━━ Selected passage ━━

More than 30 staff will be laid off at the Kayla Itsines’ company’s Adelaide headquarters, reducing local staff numbers to just 45, down from close to 100 at the company’s peak last year, The Advertiser reported.

A ‘Sweat’ app spokeswoman said the business had been “repositioned and right-sized” to cater to customers who were increasingly combining home workouts with in-gym exercise.

“A downturn in trading performance has resulted in a financial forecast below expectations,” she said adding that the business is focused on broadening the platform’s appeal, “providing increasing holistic health, nutrition and wellbeing offerings, and is confident of being well placed for future growth following recent tough but necessary decisions”.

The Greek Australian fitness queen started her online training app Sweat, originally named Bikini Body Guide back in 2015 alongside her ex partner Toby Pearce.

Itsines, 31, and Pearce, 30, both personal trainers, shot to fame after the program evolved to ‘Sweat’ offering quick and easy-to-do but effective home workouts for women to do at home or the gym.

The duo split in 2020 but remained business partners until Pearce’s departure from the business in February this year.

Since 2015, with Kayla Itsines as the face of the app the business kept growing, reaching its peak during the two years of lockdowns and restrictions.

 

The financial statements reveal iFIT has, to date, paid Sweat founders Itsines and Pearce $119.6m to take over the business, The Advertiser reported, through a mix of cash, shares and incentive-based payments last June.

A Goodwill of $81.4m was recognised at the time of purchase, when the home exercise boom was flourishing between 2020 and 2021.

━━━
━━ Given data ━━

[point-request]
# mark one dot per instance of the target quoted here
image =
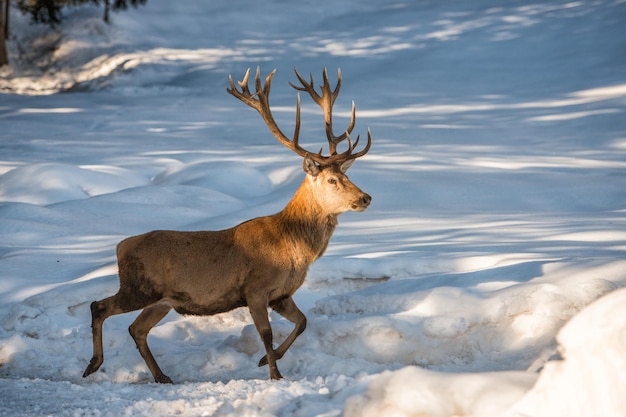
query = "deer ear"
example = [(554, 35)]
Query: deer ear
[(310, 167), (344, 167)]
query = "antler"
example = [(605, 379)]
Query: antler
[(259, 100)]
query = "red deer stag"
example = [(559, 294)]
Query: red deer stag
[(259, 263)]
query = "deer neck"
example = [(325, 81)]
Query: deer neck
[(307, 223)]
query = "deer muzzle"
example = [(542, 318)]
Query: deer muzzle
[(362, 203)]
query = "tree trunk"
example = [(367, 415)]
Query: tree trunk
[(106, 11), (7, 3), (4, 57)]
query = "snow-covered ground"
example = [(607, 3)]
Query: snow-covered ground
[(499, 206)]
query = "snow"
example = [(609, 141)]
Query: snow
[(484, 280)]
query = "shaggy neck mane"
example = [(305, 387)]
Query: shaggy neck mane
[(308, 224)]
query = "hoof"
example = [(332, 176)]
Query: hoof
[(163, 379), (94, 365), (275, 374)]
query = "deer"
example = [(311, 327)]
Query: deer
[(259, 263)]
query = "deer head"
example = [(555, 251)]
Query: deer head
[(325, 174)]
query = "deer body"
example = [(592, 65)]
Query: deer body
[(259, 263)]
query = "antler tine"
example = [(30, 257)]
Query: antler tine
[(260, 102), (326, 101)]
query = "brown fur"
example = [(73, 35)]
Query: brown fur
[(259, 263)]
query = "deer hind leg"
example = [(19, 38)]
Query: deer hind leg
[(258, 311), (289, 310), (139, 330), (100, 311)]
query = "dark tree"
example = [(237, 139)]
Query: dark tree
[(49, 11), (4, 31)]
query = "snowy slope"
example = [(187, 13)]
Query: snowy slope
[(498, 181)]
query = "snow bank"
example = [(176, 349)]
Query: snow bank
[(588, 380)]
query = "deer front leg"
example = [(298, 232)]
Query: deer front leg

━━━

# [Set of tasks]
1 > In the article on the Sweat app layoffs, how many local staff will remain at the Adelaide headquarters after the cuts?
2 > Reproduce the article on the Sweat app layoffs from "Itsines, 31, and" up to and including "lockdowns and restrictions.".
3 > Take up the article on the Sweat app layoffs after its final sentence and carry it forward.
The entries play no part in this work.

# [Your written answers]
1 > 45

2 >
Itsines, 31, and Pearce, 30, both personal trainers, shot to fame after the program evolved to ‘Sweat’ offering quick and easy-to-do but effective home workouts for women to do at home or the gym.

The duo split in 2020 but remained business partners until Pearce’s departure from the business in February this year.

Since 2015, with Kayla Itsines as the face of the app the business kept growing, reaching its peak during the two years of lockdowns and restrictions.

3 >
However, ‘Sweat’ reported an $85m loss in the 11 months to May, due largely to the $80.6m impairment charge reflecting the revised financial projections for the Australian business.

The company did not confirm or deny the exact numbers involved in the lay-offs, with a Sweat spokesperson stating that they were still going through a consultation process with employees as a $80m write-down sent the business into a deep loss in its first year under foreign ownership.

“The impairment loss on goodwill … relates to the underperformance of the company compared to the initial expectation of the business from acquisition,” iFIT said in a financial statement.

“The decrease in revenue is due to increased competition in the market and follows the same trend as the major players in the digital fitness industry, where declining sales meant costs needed to be reduced to manage the negative results.

“Sweat, along with others in the digital fitness industry, is experiencing headwinds of reduced customer demand and increased competition from bricks and mortar fitness, along with many new entrants into the digital fitness market as pandemic restrictions eased across the financial year.”